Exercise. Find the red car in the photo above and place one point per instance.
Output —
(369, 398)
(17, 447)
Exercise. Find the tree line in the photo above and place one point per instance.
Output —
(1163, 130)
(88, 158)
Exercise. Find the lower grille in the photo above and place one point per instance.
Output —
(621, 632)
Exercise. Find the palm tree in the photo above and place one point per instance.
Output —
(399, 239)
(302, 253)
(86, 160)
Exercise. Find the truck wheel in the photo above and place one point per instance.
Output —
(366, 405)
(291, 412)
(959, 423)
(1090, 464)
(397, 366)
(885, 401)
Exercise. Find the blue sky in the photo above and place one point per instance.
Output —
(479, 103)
========================================
▶ **PROBLEM STATEMENT**
Convert the records above into a Markdown table with two columns, Row and Line. Number each nonblank line in Row and put the line itself in Line, leaving out blank lines.

▶ **RESULT**
| Row | Line |
|---|---|
| 1 | Exercise. Find the red car in the photo above and place one point per instance. |
| 2 | Output — |
| 3 | (369, 398) |
| 4 | (17, 447) |
| 5 | Exercise. Find the tree line in the photo above and place one point per instance. |
| 6 | Output — |
| 7 | (1163, 130) |
| 8 | (88, 158) |
| 9 | Exercise. Find the lower grille in the photo above and place one point per instance. |
| 10 | Output — |
| 11 | (621, 632) |
| 12 | Exercise. Find the palm tree in the photo above and place one point per instance. |
| 13 | Output — |
| 14 | (399, 239) |
| 15 | (302, 253) |
| 16 | (86, 160) |
| 17 | Exercise. Find the truck wheel in the photo above and place one point per instance. |
| 18 | Output — |
| 19 | (366, 405) |
| 20 | (291, 412) |
| 21 | (959, 423) |
| 22 | (1090, 464) |
| 23 | (397, 366) |
| 24 | (885, 401) |
| 25 | Exercise. Find the blue sky in the photo above and place one point per instance. |
| 26 | Output — |
| 27 | (479, 103) |